## Tasks to complete
1) Answer these questions from the text on the Santorini hummocky deposit:
(a) How far from the volcano does the hummocky deposit extend?
(b) About how high does the rock of Monolithos stick out above the surrounding ignimbrite plain?
(c) In Figure 7, what marks the horse-shoe shaped scar?
2) Resume the text on the Santorini hummocky deposit after its last sentence, keeping its tone and subject.

In the basin on the south-east side of Santorini the pyroclastic deposit includes a large number of blocks or hummocks that range from 10 to 200 m in diameter and protrude about 20 to 40 m above the general flow surface. The hummocky topography of the seafloor in this region is very well displayed in the slope map derived from the multibeam data (figure 6). This hummocky deposit extends more than 20 km from the volcano. We consider the possibility that the source of these blocks may be found in the Profitis Ilias – Mesa Vuono crystalline metamorphic massif in south-eastern Santorini, and that their distribution may be related to a debris avalanche, perhaps contemporaneous with the Minoan eruption. Some geologic features on Santorini are important in this regard. The rock of Monolithos is an isolated 50 m long outcrop of marble and limestone that sticks out ca. 20 m above the surrounding ignimbrite plain at the east coast of Santorini, close to the island’s airport runway. In the town of Kamari at the foot of the Profitis Ilias – Mesa Vuono massif in south-east Santorini there occur two other isolated crystalline limestone or marble outcrops in the ignimbrite plain, ca. 15 m high and 30 to 50 m long. These isolated outcrops may be debris avalanche blocks (figure 7).

Figure 6: Part of the hummocky deposit found on the seafloor east of Santorini. This deposit may be formed as a result of a debris avalanche, originating in the Profitis Ilias - Masa Vuono mountain complex on southeastern Santorini. Hummocks are indicated by green and brown color (steep slope); whereas the surrounding slat-lying pyroclastic deposit is indicated by purple and blue color. Click image for larger view and image credit.

Figure 7: The prominent horse-shoe shaped scar (dashed yellow line) in the Profitis Ilias - Mesa Vuono mountain complex in the south-eastern part of Santorini (Thera) may be the source of the debris avalanche deposit found on the sea floor to the east of the volcano. Click image for larger view and image credit.

## Data
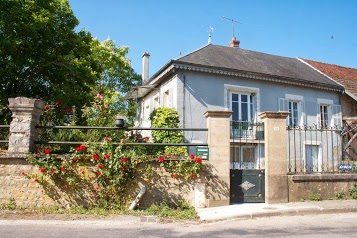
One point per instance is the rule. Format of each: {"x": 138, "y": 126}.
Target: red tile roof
{"x": 344, "y": 75}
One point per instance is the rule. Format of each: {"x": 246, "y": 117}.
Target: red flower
{"x": 68, "y": 110}
{"x": 125, "y": 160}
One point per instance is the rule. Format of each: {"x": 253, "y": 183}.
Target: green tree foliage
{"x": 41, "y": 55}
{"x": 167, "y": 118}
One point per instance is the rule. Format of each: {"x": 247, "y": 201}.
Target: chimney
{"x": 145, "y": 67}
{"x": 234, "y": 42}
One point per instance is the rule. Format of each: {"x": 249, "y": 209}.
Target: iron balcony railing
{"x": 247, "y": 130}
{"x": 318, "y": 150}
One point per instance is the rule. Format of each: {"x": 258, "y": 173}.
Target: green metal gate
{"x": 247, "y": 185}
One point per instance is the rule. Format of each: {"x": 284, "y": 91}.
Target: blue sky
{"x": 320, "y": 30}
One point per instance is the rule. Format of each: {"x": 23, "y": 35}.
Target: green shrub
{"x": 315, "y": 197}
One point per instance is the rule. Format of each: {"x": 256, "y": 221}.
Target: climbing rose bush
{"x": 105, "y": 171}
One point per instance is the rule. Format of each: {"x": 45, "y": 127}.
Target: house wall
{"x": 349, "y": 106}
{"x": 202, "y": 92}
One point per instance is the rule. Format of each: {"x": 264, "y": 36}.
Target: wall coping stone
{"x": 323, "y": 177}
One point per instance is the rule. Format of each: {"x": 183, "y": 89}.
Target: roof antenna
{"x": 210, "y": 30}
{"x": 233, "y": 21}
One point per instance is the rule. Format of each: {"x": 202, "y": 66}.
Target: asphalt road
{"x": 312, "y": 226}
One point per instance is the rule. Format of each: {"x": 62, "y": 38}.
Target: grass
{"x": 181, "y": 211}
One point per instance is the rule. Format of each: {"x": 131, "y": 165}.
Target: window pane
{"x": 234, "y": 97}
{"x": 235, "y": 109}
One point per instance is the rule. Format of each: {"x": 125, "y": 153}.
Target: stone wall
{"x": 27, "y": 193}
{"x": 302, "y": 187}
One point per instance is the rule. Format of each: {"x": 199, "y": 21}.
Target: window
{"x": 295, "y": 105}
{"x": 242, "y": 107}
{"x": 324, "y": 117}
{"x": 167, "y": 98}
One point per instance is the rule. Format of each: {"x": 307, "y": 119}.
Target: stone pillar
{"x": 218, "y": 166}
{"x": 276, "y": 164}
{"x": 26, "y": 114}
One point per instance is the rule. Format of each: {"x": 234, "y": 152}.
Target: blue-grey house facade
{"x": 247, "y": 83}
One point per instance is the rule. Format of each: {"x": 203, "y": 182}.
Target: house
{"x": 246, "y": 82}
{"x": 347, "y": 77}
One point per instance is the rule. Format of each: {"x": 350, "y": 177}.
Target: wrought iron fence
{"x": 247, "y": 145}
{"x": 317, "y": 150}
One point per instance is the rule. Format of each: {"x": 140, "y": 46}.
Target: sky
{"x": 321, "y": 30}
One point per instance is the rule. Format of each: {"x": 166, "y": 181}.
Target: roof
{"x": 238, "y": 59}
{"x": 344, "y": 75}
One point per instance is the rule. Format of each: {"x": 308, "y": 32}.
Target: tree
{"x": 41, "y": 55}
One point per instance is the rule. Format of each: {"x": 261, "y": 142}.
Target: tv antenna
{"x": 233, "y": 21}
{"x": 210, "y": 30}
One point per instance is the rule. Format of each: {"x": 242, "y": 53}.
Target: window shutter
{"x": 337, "y": 116}
{"x": 303, "y": 113}
{"x": 283, "y": 105}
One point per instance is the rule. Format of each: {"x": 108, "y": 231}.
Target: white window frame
{"x": 233, "y": 89}
{"x": 284, "y": 105}
{"x": 329, "y": 104}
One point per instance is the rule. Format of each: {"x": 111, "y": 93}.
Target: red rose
{"x": 125, "y": 160}
{"x": 95, "y": 157}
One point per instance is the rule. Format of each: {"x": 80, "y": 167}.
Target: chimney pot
{"x": 234, "y": 42}
{"x": 145, "y": 67}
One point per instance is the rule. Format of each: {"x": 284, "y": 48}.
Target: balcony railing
{"x": 247, "y": 130}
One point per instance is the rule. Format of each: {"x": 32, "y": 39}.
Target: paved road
{"x": 312, "y": 226}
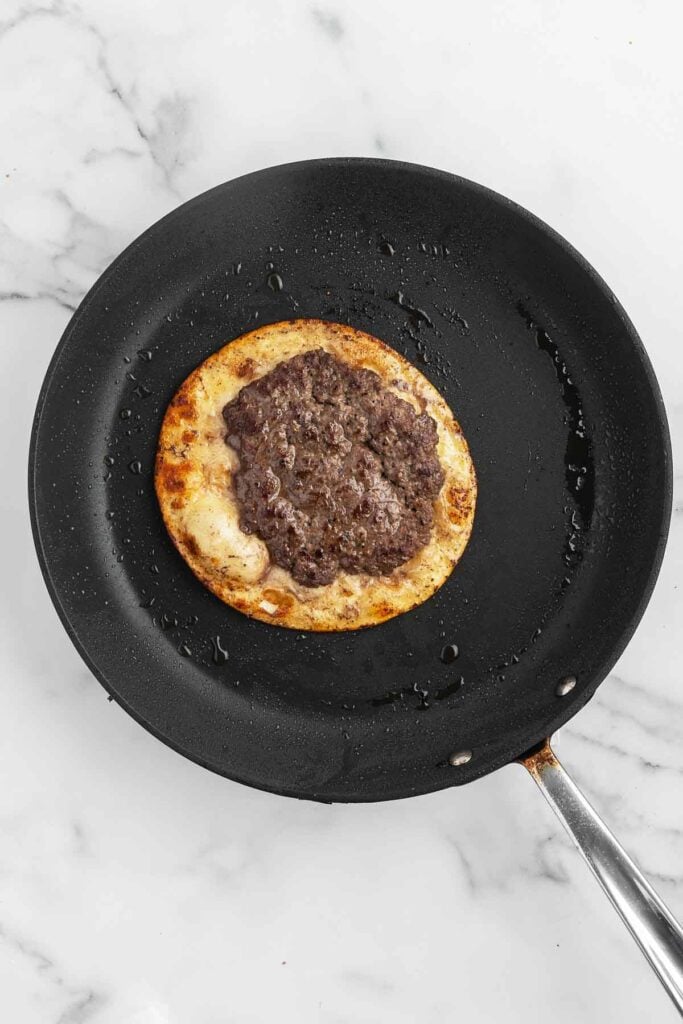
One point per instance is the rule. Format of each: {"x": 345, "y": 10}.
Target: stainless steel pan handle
{"x": 651, "y": 924}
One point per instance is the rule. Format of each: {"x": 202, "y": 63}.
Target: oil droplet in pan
{"x": 219, "y": 655}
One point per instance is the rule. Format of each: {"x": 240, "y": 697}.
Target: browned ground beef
{"x": 336, "y": 472}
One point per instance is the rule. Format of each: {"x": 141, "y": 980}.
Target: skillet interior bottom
{"x": 556, "y": 399}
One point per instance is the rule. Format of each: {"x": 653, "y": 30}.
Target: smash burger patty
{"x": 336, "y": 472}
{"x": 311, "y": 477}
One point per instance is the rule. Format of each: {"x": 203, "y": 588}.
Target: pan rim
{"x": 665, "y": 508}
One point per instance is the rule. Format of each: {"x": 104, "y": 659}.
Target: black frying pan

## Responses by task
1)
(a) More than 20 km.
(b) About 20 m.
(c) A dashed yellow line.

2)
The Profitis Ilias – Mesa Vuono metamorphic complex is up to 575 m in height and consists of crystalline limestones of Triassic age and low-grade metapelites of Paleocene-Eocene age. The eastern part of the massif is a very steep slope that forms an east-facing amphitheater-like feature, defined by the arcuate limestone ridge Exo Gonia-Pirgos-Profitis Ilias. In addition, a much smaller possible east-facing slide scar occurs between Mesa Vuono and Profitis Ilias. Finally, the seabeam data show a “bite” out of the eastern submarine platform of Santorini from 36° 21.73’ N and 36° 23.53’ N, in line with these features on land and at the landward end of the block-bearing submarine deposit. All of these features suggest that a partial collapse of the flank of Profitis Ilias generated a major debris avalanche into the ocean to the east, which may have occurred due to intense local earthquake activity during the Minoan eruption.

Figure 8. Low temperature hydrothermal mounds in the northern part of the Santorini caldera. Diameter of the mound is of the order of a meters. Click image for larger view and image credit.

Figure 9: The distribution of hydrothermal vents within the Santorini caldera is shown with red dots. The black lines show the track of ROV Hercules on the caldera floor. Click image for larger view and image credit.

Santorini Caldera

The floor of the Santorini caldera was also explored with ROV Hercules. A large number of hydrothermal vents were discovered (figure 8), but in contrast to the high-temperature venting found in Kolumbo submarine volcano, only relatively low-temperature venting was observed within the Santorini caldera. The present configuration of the caldera consists of three distinct basins that form separate depositional environments, divided by the Kameni volcanic islands. The largest is the North Basin (389 m), to the west is the Aspronisi Basin (325 m), and the shallowest is the South Basin (297 m). The new seismic lines show that sediments in the Santorini caldera consist primarily of terrigenous material and volcaniclastic deposits from the activity of Kameni islands. Hydrothermal vents occur in both the North and South Basin of the caldera. They form a vent field in the NE part of the North Basin that is 200 by 300 m in extent (figure 9). The vents form hundreds of 1 to 4 meter diameter mounds of yellowish bacterial mat that are up to 1 meter high. Temperatures in the mound are around 15 to 17° C or about 5° C above ambient temperature. The North Basin hydrothermal vent field is located in line with the normal fault system of the Kolumbo rift, and also near the margin of a shallow intrusion that occurs within the sediments of the North Basin. Similar vent mounds occur in the South Basin, where most of the low temperature vents are seeps along a ridge separating the West and South Basins and on the submarine flanks of the Kameni volcanic islands.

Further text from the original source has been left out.